● **Instructions to follow**: Report, as a bare number, how many lines of the material below contain the word "class".

○ ○ ○

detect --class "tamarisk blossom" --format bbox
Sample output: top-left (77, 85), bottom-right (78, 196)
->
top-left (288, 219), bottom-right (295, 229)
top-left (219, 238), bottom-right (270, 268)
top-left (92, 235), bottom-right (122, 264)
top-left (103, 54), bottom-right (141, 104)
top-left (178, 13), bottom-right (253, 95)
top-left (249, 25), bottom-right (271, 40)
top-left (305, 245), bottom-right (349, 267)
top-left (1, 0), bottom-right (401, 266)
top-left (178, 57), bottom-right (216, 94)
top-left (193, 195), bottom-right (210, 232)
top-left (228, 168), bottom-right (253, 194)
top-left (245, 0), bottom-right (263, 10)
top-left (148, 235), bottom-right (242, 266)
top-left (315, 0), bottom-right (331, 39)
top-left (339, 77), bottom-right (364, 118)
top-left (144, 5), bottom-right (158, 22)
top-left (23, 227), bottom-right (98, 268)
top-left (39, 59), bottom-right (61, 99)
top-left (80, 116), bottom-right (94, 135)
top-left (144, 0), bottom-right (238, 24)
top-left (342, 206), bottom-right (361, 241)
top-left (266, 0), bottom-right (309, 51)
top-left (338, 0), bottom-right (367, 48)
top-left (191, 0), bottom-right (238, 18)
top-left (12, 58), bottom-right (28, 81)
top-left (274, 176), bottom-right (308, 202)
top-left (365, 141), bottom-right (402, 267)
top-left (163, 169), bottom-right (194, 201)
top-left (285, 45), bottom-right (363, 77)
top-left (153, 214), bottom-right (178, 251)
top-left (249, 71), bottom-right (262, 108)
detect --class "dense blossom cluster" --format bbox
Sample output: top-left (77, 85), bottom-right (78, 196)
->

○ ○ ○

● **Output of the exercise**: 2